# Provided records:
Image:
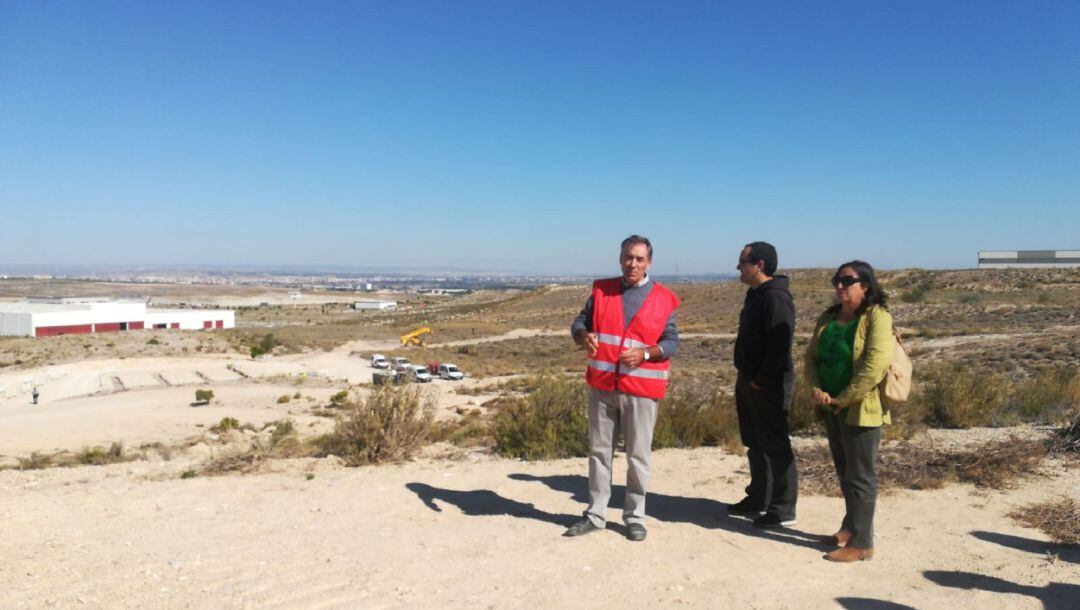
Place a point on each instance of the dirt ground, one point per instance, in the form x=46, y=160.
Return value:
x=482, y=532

==

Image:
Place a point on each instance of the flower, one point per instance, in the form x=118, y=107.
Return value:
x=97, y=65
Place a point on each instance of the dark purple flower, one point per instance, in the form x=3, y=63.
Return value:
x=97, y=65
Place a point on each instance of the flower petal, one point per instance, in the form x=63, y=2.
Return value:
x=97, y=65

# Task prompt:
Which lines in the entries above contain the string "flower"? Select and copy each of those lines, and treat uppercase and lowercase as different.

# Result:
Place a point on each instance of the flower, one point per instance, in the form x=118, y=107.
Place a point on each instance of the dark purple flower, one point per instance, in the form x=3, y=63.
Place a point on each instance of the flower petal, one point per instance, in the form x=63, y=2.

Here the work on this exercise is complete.